◆ **TASK DETAILS**:
Gather every line of the records that contains the word "butterfly", and copy each one in full. Case counts, so match only that exact capitalization.
BEGIN SOURCE DATA
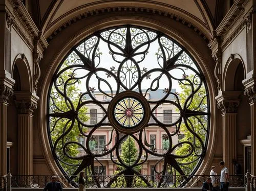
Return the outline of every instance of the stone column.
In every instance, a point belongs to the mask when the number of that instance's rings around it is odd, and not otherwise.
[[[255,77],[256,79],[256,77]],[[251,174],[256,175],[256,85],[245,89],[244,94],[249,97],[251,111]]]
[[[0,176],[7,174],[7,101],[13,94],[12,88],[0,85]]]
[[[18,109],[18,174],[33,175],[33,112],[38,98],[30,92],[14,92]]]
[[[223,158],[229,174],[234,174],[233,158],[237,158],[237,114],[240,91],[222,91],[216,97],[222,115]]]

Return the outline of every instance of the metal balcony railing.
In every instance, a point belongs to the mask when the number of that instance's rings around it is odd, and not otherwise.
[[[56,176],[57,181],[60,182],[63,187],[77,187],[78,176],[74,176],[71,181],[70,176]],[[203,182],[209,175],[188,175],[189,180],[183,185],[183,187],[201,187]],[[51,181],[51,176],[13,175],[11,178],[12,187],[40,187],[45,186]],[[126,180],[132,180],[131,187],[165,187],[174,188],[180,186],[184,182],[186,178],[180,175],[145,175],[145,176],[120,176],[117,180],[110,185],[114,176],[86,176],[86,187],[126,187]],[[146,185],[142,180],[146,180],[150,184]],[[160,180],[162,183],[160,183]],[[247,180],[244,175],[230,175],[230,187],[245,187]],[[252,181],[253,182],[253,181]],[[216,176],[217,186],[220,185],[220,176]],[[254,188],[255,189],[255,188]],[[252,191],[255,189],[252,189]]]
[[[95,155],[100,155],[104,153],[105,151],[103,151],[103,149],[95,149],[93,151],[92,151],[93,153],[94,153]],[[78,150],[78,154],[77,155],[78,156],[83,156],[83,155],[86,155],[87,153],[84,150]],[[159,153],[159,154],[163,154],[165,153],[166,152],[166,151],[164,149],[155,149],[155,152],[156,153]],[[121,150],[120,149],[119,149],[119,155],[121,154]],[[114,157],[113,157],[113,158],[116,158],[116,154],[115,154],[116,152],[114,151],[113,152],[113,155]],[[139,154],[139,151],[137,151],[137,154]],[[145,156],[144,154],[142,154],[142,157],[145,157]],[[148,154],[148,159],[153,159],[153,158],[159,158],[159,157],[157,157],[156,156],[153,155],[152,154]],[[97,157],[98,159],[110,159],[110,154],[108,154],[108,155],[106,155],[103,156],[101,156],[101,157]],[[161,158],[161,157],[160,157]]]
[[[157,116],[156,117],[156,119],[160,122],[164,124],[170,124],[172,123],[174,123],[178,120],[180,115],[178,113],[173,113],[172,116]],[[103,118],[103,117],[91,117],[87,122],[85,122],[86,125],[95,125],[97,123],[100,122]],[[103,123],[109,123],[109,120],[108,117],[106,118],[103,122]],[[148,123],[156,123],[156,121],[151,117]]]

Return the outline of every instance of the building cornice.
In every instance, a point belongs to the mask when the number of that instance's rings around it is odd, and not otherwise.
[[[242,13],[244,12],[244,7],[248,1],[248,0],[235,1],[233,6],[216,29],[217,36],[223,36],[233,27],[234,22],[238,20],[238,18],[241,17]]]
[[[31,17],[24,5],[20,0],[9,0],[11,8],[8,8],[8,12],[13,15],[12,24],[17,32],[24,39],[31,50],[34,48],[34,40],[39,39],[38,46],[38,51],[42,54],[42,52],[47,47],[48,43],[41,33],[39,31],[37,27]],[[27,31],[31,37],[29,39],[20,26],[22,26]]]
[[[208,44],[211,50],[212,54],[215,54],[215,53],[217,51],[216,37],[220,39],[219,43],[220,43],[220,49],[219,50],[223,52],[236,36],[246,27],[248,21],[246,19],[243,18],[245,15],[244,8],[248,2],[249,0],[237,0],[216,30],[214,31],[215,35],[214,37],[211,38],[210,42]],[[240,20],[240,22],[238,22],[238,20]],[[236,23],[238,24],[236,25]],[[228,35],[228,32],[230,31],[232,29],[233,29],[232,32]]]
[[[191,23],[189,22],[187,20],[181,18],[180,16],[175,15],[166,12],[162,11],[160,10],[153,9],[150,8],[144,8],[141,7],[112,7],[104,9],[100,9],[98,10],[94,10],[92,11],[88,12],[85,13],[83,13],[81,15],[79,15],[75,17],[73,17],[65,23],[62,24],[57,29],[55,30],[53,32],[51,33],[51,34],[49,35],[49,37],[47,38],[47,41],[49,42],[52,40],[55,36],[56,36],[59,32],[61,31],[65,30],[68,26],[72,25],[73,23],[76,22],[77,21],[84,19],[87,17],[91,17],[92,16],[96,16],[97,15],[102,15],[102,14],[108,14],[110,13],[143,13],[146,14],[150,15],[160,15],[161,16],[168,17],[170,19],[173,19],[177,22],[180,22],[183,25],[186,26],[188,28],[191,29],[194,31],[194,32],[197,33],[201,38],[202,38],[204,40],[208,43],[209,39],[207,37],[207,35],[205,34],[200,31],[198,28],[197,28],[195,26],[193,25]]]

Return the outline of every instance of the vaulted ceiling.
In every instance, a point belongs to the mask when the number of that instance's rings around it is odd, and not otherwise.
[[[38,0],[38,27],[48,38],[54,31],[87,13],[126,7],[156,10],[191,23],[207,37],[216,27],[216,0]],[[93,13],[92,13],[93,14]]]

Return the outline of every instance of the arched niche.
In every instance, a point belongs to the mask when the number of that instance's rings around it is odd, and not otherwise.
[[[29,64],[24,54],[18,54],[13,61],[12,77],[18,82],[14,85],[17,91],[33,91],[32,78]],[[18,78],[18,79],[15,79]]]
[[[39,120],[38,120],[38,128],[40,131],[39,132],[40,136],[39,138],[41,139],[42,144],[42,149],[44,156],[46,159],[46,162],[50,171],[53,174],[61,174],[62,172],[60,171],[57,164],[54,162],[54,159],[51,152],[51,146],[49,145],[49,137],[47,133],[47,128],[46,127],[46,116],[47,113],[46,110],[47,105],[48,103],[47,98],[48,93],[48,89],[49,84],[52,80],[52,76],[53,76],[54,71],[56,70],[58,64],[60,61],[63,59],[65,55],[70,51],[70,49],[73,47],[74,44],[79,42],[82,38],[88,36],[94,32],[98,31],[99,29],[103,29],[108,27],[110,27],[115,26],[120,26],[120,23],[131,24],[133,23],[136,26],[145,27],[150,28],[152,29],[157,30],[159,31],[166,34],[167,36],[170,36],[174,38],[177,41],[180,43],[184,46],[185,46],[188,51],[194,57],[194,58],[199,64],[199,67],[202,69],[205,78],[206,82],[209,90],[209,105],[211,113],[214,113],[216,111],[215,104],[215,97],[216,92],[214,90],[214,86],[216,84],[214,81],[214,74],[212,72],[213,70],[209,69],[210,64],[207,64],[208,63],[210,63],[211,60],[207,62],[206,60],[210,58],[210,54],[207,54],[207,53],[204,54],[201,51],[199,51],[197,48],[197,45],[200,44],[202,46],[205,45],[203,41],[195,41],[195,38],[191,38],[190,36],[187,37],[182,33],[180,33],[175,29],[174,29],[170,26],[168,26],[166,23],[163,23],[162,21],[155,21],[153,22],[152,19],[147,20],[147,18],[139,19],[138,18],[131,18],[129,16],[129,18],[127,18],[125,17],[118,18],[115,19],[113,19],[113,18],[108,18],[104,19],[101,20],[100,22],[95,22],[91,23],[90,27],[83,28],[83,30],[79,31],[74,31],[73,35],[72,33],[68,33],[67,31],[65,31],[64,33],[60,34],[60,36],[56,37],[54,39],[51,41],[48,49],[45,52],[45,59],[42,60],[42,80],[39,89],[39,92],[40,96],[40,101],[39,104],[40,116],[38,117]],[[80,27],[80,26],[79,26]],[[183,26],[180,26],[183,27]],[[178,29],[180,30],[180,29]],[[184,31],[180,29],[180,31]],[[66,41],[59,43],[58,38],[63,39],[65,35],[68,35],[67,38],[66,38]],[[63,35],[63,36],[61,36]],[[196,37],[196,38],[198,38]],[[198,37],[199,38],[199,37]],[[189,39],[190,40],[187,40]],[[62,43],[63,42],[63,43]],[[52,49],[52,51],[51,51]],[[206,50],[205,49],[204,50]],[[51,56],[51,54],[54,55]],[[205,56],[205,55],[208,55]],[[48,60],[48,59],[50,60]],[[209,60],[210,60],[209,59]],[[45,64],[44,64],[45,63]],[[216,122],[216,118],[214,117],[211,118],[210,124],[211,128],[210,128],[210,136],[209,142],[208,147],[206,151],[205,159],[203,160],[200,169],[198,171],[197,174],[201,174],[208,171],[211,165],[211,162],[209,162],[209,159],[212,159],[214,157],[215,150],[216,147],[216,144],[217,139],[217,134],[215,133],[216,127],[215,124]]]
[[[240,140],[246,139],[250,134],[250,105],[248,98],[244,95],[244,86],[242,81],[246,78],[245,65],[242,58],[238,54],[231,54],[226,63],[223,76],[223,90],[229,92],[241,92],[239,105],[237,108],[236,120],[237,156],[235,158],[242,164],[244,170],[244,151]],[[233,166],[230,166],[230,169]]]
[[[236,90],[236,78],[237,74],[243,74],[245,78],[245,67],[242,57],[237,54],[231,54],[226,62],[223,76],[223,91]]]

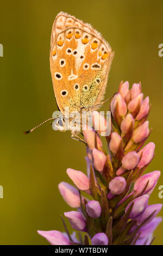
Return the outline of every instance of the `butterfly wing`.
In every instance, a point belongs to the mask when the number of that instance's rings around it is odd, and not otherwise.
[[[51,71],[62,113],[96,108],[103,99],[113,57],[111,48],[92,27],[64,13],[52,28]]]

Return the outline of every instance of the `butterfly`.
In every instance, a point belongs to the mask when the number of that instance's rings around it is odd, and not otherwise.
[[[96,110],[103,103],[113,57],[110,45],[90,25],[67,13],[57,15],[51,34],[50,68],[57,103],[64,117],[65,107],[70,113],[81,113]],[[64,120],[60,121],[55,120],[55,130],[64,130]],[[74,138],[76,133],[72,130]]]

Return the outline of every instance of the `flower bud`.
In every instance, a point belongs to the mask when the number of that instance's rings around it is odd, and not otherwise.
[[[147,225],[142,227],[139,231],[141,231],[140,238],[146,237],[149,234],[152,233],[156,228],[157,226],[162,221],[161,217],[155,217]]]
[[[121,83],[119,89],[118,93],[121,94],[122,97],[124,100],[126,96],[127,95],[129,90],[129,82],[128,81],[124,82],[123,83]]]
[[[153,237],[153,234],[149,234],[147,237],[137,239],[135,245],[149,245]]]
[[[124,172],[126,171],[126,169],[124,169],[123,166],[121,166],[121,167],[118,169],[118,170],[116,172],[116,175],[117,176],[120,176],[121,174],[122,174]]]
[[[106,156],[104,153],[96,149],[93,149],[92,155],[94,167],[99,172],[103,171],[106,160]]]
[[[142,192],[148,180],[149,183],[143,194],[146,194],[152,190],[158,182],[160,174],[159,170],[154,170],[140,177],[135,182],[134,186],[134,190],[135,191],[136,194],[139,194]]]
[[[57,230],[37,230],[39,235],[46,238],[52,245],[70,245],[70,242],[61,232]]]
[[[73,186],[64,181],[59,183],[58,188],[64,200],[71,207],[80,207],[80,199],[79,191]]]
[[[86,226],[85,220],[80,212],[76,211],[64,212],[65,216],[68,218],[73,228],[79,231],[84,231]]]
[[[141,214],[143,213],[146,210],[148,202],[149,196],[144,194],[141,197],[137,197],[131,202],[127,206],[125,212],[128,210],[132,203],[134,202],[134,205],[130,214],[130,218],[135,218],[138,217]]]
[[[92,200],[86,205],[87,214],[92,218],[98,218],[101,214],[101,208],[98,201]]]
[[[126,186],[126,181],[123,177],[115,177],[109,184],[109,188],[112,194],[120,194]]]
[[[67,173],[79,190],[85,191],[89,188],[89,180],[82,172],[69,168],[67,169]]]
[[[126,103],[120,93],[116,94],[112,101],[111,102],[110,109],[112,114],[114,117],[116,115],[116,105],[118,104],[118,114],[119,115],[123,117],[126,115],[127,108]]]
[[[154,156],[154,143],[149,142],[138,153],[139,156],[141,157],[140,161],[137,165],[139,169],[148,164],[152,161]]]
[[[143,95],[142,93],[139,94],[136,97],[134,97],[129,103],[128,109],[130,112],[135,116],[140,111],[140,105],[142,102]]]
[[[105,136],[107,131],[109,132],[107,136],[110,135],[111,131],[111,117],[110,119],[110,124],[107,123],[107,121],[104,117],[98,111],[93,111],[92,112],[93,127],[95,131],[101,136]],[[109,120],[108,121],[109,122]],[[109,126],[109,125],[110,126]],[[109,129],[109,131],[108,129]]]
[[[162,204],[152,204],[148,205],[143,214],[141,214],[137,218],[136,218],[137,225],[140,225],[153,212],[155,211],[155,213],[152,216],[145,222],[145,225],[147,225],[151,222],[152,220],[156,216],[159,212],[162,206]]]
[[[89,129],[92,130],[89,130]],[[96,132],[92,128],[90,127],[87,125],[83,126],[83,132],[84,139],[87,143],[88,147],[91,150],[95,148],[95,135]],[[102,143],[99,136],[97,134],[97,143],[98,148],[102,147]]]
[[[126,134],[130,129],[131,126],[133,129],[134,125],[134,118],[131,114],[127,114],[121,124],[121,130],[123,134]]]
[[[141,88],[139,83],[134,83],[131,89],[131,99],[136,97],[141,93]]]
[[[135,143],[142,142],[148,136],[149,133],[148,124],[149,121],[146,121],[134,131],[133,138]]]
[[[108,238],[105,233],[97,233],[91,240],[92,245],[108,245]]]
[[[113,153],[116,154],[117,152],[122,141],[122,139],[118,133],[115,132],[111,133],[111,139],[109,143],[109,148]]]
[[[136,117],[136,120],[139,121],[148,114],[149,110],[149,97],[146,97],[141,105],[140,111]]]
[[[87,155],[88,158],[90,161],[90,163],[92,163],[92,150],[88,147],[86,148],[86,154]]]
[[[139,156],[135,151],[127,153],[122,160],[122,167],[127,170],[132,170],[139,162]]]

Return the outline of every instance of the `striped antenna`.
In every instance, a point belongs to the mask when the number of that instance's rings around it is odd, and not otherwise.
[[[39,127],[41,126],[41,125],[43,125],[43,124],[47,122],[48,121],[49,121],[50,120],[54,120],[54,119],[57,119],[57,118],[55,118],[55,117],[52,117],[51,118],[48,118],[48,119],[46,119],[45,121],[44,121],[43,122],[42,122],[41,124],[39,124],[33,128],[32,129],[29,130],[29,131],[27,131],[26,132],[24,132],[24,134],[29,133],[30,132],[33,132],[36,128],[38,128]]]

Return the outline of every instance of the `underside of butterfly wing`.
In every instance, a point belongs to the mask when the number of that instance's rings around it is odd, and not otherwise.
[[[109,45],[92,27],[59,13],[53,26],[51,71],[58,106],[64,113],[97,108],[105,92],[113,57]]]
END SOURCE DATA
◆ **THE REPLY**:
Return the outline of every instance of the `butterfly wing`.
Return the outline of every instance of the `butterfly`.
Return the outline of every instance of the `underside of butterfly wing`.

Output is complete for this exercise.